## Text for analysis
- Opening Delimiter -

Hanover Police Selectively Enforce Underage Drinking Laws Against Dartmouth Students
Why does confusion about “Local/Domestic Police Force Selectively And Preferentially Enforcing Laws Against Documented/Local Citizens” from Cato/Reason not surprise me?
College drinking is Beta behavior.
Immediately after completing a suspension, the frat hosts a party where some hits 0.16 and drowns.
Total coincidence.
There are many things wrong here.
* Selective enforcement means no one knows what the law really is in practical terms.
* Enforcing drinking laws to punish a bunch of kids who acted less than nobly, but not criminally, just breeds more contempt for laws and government. OK if you want to rule by fear and uncertainty, I guess.
* Drinking is none of the government's business.
* There's something silly about the college regulating fraternities and sororities. "Look at us, the Aphas! who ask the college for permission to exist." Yeah, that's impressive.
Selective enforcement means no one knows what the law really is in practical terms.
Welcome to libertarianism. Everybody making up their entirely individual sets of rules as we all go along doesn't lead to fewer drownings. Once again, it's weird how you people can impugn enforcers who didn't buy the alcohol, didn't provide it to anyone involved, and even told them not to do what they did beforehand without any real, individual punishment, but when it comes to the actual people who actually did hand him alcohol and cajole him into the water, suddenly, selectively, nobody could've foreseen the outcome.
You aren't libertarians. You're the future recipients of Chase Oliver's monkeypox infections (that would be, for those who identify as Stupid, because you ideologically can't stop buttfucking each other for two weeks).
Lol
You don't have a clue about individualism, libertarianism, personal responsibility, or anything of the sort. You're just another statist.

- Closing Delimiter -

## Your assignment
Output the passage of the discussion about Hanover police and Dartmouth drinking laws, starting with "Hanover Police Selectively" and going on through "things wrong here.". These rows were drawn from a separate source.

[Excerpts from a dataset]

- Opening Delimiter -

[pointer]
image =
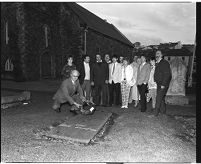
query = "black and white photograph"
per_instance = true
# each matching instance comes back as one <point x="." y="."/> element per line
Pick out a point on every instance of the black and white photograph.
<point x="98" y="82"/>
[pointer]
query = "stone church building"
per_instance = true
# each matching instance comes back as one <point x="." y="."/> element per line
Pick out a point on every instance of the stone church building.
<point x="37" y="37"/>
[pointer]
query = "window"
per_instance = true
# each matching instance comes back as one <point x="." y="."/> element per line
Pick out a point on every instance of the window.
<point x="6" y="31"/>
<point x="9" y="65"/>
<point x="46" y="35"/>
<point x="98" y="50"/>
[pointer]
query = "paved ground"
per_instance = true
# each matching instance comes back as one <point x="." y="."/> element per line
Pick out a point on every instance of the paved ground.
<point x="134" y="137"/>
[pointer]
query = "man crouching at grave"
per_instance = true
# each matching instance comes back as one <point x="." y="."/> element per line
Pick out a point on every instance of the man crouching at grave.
<point x="70" y="91"/>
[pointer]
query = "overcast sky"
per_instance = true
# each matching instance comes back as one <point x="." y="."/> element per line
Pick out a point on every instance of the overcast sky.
<point x="150" y="23"/>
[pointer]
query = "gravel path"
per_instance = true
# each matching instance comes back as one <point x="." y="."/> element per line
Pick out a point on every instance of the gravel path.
<point x="134" y="137"/>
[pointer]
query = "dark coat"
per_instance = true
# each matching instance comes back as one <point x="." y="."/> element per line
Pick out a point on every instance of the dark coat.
<point x="82" y="72"/>
<point x="67" y="90"/>
<point x="163" y="75"/>
<point x="99" y="73"/>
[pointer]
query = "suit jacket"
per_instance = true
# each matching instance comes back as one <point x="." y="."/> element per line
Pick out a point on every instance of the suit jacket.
<point x="143" y="74"/>
<point x="163" y="75"/>
<point x="66" y="90"/>
<point x="99" y="73"/>
<point x="82" y="72"/>
<point x="116" y="77"/>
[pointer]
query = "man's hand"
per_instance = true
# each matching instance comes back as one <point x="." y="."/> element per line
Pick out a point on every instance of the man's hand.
<point x="77" y="105"/>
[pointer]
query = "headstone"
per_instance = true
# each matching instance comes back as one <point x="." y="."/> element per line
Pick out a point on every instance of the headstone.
<point x="176" y="91"/>
<point x="177" y="84"/>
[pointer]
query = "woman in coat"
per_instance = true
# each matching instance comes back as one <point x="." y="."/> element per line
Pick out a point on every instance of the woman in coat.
<point x="68" y="68"/>
<point x="134" y="94"/>
<point x="126" y="82"/>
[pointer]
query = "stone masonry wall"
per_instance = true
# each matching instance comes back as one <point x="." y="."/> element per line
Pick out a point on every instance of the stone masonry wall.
<point x="98" y="43"/>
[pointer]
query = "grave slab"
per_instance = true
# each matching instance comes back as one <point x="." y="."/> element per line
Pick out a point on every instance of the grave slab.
<point x="9" y="99"/>
<point x="80" y="128"/>
<point x="177" y="100"/>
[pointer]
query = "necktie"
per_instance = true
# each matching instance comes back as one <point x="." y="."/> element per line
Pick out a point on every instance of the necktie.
<point x="113" y="69"/>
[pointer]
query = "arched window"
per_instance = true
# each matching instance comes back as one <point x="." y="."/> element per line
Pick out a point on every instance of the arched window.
<point x="9" y="65"/>
<point x="46" y="31"/>
<point x="6" y="31"/>
<point x="98" y="50"/>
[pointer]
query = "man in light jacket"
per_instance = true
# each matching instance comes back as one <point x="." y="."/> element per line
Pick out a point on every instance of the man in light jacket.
<point x="162" y="77"/>
<point x="142" y="81"/>
<point x="70" y="91"/>
<point x="114" y="81"/>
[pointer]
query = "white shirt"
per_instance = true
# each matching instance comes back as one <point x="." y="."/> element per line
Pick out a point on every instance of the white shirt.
<point x="116" y="75"/>
<point x="127" y="73"/>
<point x="142" y="65"/>
<point x="87" y="71"/>
<point x="151" y="83"/>
<point x="113" y="67"/>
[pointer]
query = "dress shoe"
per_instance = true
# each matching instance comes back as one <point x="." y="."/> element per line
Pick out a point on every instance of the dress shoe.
<point x="152" y="109"/>
<point x="74" y="112"/>
<point x="156" y="113"/>
<point x="58" y="110"/>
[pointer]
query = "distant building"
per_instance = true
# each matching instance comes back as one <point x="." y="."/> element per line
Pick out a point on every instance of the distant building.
<point x="37" y="37"/>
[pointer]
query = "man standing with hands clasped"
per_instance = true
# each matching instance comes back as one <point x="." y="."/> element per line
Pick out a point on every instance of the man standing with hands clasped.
<point x="162" y="77"/>
<point x="99" y="79"/>
<point x="142" y="81"/>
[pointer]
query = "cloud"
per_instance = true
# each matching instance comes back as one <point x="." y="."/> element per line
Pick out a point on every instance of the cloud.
<point x="150" y="22"/>
<point x="124" y="24"/>
<point x="143" y="39"/>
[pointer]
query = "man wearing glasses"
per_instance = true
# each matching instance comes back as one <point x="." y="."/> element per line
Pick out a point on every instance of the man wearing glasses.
<point x="70" y="91"/>
<point x="162" y="77"/>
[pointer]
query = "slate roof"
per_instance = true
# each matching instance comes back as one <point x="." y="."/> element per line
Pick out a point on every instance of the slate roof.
<point x="178" y="52"/>
<point x="97" y="24"/>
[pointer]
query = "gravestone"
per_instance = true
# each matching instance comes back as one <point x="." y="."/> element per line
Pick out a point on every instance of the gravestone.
<point x="80" y="128"/>
<point x="176" y="91"/>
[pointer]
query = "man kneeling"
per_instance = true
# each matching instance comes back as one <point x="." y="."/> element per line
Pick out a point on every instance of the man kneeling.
<point x="70" y="91"/>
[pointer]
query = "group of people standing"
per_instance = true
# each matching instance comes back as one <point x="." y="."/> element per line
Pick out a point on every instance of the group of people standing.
<point x="116" y="82"/>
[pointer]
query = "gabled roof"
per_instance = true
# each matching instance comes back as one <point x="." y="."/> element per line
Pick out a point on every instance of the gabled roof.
<point x="178" y="52"/>
<point x="97" y="24"/>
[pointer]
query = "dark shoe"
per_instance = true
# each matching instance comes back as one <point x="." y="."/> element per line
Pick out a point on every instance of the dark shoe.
<point x="156" y="113"/>
<point x="58" y="110"/>
<point x="74" y="112"/>
<point x="152" y="109"/>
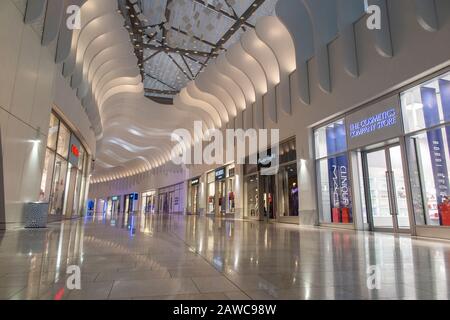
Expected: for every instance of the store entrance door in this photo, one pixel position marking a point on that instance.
(268, 188)
(385, 190)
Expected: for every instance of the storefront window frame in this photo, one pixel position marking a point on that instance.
(82, 171)
(420, 218)
(319, 158)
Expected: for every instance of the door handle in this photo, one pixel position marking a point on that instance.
(389, 190)
(394, 192)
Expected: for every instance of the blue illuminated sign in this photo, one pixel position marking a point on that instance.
(374, 123)
(220, 174)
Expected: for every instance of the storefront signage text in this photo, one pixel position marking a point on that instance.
(220, 174)
(374, 123)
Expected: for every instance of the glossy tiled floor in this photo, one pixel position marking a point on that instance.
(175, 257)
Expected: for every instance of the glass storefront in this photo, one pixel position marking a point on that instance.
(221, 191)
(399, 152)
(149, 202)
(170, 199)
(64, 177)
(426, 116)
(193, 196)
(272, 196)
(211, 192)
(333, 185)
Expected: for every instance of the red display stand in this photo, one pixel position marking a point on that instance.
(444, 214)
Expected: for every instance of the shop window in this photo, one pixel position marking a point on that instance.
(53, 132)
(429, 170)
(63, 185)
(59, 183)
(426, 112)
(427, 105)
(330, 139)
(251, 186)
(334, 187)
(288, 191)
(46, 181)
(63, 141)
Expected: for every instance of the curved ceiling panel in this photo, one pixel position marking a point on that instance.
(239, 77)
(239, 58)
(261, 52)
(229, 85)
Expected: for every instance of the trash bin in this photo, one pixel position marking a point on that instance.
(36, 214)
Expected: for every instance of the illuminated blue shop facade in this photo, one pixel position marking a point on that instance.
(385, 166)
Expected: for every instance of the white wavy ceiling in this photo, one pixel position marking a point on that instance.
(133, 132)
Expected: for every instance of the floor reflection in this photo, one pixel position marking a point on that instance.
(176, 257)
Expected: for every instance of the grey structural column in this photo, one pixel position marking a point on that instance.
(295, 17)
(52, 22)
(324, 20)
(427, 15)
(383, 41)
(349, 11)
(2, 189)
(35, 10)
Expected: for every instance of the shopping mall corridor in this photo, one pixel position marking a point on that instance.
(188, 257)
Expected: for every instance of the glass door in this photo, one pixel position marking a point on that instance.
(268, 185)
(385, 189)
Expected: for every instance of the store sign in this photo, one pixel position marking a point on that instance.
(377, 123)
(436, 143)
(74, 151)
(220, 174)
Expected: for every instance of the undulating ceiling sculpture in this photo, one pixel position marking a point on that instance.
(134, 133)
(176, 39)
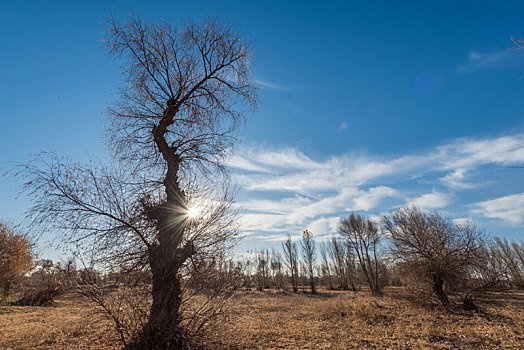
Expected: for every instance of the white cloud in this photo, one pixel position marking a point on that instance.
(510, 208)
(431, 200)
(455, 179)
(294, 192)
(489, 60)
(463, 221)
(269, 85)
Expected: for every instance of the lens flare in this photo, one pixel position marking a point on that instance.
(192, 212)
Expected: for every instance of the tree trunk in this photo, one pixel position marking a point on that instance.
(438, 288)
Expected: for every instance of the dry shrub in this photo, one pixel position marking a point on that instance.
(16, 258)
(47, 283)
(126, 305)
(364, 308)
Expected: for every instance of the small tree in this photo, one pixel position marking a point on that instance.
(309, 255)
(325, 267)
(16, 258)
(291, 259)
(343, 263)
(438, 252)
(364, 237)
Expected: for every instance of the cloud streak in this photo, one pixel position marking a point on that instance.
(286, 191)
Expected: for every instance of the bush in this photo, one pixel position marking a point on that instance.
(16, 258)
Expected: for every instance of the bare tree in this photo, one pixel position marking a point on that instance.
(325, 267)
(187, 88)
(291, 259)
(263, 266)
(343, 263)
(309, 255)
(437, 251)
(511, 256)
(364, 237)
(16, 258)
(276, 267)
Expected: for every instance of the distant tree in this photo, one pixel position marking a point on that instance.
(277, 268)
(291, 259)
(364, 237)
(325, 267)
(263, 266)
(511, 259)
(16, 258)
(187, 87)
(343, 263)
(309, 255)
(435, 250)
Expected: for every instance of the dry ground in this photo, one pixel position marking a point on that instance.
(331, 320)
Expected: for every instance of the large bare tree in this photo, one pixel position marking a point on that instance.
(188, 86)
(364, 237)
(436, 250)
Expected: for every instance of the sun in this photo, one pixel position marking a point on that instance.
(192, 212)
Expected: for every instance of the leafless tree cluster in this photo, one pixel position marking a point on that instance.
(437, 252)
(309, 255)
(291, 261)
(16, 258)
(364, 237)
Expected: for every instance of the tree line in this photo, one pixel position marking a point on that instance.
(424, 251)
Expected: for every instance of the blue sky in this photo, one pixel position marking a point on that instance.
(365, 105)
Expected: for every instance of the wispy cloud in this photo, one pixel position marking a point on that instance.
(286, 191)
(501, 59)
(510, 208)
(269, 85)
(433, 200)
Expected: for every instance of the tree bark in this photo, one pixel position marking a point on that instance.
(438, 288)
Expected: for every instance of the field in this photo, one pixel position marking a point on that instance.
(268, 320)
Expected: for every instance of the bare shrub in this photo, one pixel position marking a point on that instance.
(16, 258)
(47, 283)
(435, 252)
(364, 237)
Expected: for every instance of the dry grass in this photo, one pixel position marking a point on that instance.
(70, 323)
(332, 320)
(359, 321)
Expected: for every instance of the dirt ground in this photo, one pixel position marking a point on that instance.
(267, 320)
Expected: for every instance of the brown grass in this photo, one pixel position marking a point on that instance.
(331, 320)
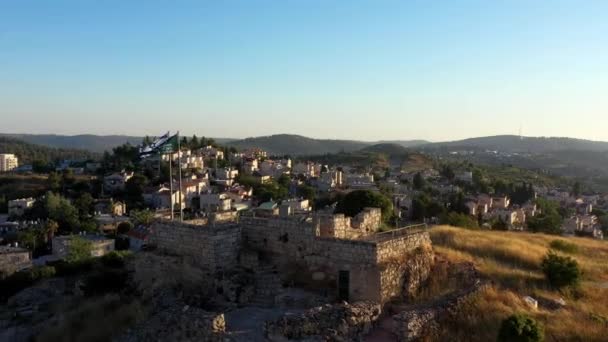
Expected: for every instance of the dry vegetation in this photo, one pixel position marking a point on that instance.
(511, 261)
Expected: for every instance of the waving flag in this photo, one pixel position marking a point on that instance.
(155, 146)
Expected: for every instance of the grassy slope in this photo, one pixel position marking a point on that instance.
(511, 260)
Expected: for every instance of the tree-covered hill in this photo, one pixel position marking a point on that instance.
(27, 153)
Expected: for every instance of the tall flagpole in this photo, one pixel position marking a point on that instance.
(171, 182)
(179, 167)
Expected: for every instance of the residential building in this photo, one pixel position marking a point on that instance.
(18, 207)
(225, 176)
(116, 181)
(138, 238)
(8, 162)
(109, 207)
(267, 209)
(13, 259)
(100, 245)
(215, 202)
(212, 152)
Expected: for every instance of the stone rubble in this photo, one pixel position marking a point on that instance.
(340, 322)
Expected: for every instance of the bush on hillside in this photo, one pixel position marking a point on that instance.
(520, 328)
(115, 259)
(354, 202)
(23, 279)
(460, 220)
(561, 271)
(564, 246)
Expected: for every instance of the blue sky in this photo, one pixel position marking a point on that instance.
(367, 70)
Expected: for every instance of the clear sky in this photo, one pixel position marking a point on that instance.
(366, 70)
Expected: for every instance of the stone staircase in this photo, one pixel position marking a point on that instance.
(267, 284)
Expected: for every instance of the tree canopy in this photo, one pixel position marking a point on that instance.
(354, 202)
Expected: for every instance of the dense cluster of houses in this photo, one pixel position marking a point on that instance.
(210, 191)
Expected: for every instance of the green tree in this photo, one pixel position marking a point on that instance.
(79, 249)
(307, 192)
(549, 221)
(448, 172)
(54, 182)
(142, 217)
(284, 181)
(124, 227)
(55, 207)
(194, 143)
(84, 205)
(354, 202)
(134, 190)
(577, 189)
(460, 220)
(520, 328)
(561, 271)
(419, 182)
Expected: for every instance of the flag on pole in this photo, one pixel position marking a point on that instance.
(145, 151)
(171, 145)
(164, 144)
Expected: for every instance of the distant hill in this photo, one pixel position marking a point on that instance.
(386, 148)
(280, 144)
(513, 144)
(90, 142)
(94, 143)
(27, 152)
(404, 143)
(298, 145)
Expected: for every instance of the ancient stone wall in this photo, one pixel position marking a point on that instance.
(405, 263)
(11, 262)
(368, 221)
(211, 247)
(223, 217)
(339, 226)
(396, 246)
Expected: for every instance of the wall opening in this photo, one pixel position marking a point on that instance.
(343, 285)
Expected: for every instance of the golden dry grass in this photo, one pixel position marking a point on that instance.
(512, 261)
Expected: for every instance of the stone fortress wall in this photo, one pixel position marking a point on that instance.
(212, 247)
(319, 246)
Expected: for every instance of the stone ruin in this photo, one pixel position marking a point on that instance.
(338, 258)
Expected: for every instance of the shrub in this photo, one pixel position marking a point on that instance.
(522, 328)
(115, 259)
(561, 271)
(564, 246)
(105, 280)
(80, 249)
(124, 227)
(354, 202)
(65, 268)
(460, 220)
(23, 279)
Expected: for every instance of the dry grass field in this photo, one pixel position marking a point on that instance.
(511, 260)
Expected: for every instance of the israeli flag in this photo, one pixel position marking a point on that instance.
(146, 151)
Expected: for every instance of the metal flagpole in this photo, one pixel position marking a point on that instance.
(171, 182)
(179, 168)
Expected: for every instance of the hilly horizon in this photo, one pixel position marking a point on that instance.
(283, 144)
(517, 144)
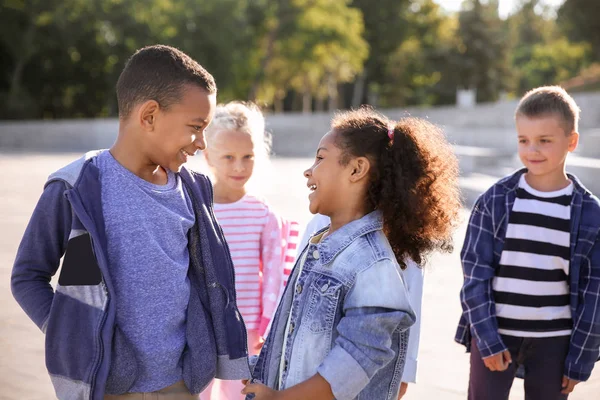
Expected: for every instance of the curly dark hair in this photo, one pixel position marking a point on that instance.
(413, 179)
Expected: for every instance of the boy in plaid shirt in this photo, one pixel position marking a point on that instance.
(531, 262)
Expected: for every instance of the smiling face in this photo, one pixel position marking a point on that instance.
(327, 178)
(231, 157)
(178, 132)
(544, 145)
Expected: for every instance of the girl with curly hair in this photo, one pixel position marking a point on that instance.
(340, 331)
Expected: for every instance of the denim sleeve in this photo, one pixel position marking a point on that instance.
(477, 258)
(585, 339)
(44, 243)
(375, 307)
(414, 277)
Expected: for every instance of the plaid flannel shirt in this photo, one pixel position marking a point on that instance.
(480, 257)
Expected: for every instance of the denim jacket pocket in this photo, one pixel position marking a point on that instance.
(323, 301)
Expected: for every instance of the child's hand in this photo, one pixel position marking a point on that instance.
(568, 385)
(498, 362)
(261, 392)
(261, 342)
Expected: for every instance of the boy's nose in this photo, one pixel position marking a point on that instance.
(200, 142)
(239, 166)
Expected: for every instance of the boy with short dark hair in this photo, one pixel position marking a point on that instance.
(531, 261)
(145, 301)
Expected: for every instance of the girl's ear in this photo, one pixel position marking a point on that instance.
(360, 167)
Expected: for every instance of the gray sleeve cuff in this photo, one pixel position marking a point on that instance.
(336, 368)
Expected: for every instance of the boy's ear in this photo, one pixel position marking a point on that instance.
(573, 141)
(360, 167)
(147, 114)
(206, 157)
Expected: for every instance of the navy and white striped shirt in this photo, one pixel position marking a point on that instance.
(480, 255)
(531, 288)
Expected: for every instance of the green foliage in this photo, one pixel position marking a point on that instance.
(579, 19)
(61, 59)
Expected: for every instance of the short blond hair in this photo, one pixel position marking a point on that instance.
(550, 100)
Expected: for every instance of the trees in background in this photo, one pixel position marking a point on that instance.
(62, 58)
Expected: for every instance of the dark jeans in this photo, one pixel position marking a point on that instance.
(543, 360)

- Closing Delimiter -

## Your response
Hanover Police Selectively Enforce Underage Drinking Laws Against Dartmouth Students
Why does confusion about “Local/Domestic Police Force Selectively And Preferentially Enforcing Laws Against Documented/Local Citizens” from Cato/Reason not surprise me?
College drinking is Beta behavior.
Immediately after completing a suspension, the frat hosts a party where some hits 0.16 and drowns.
Total coincidence.
There are many things wrong here.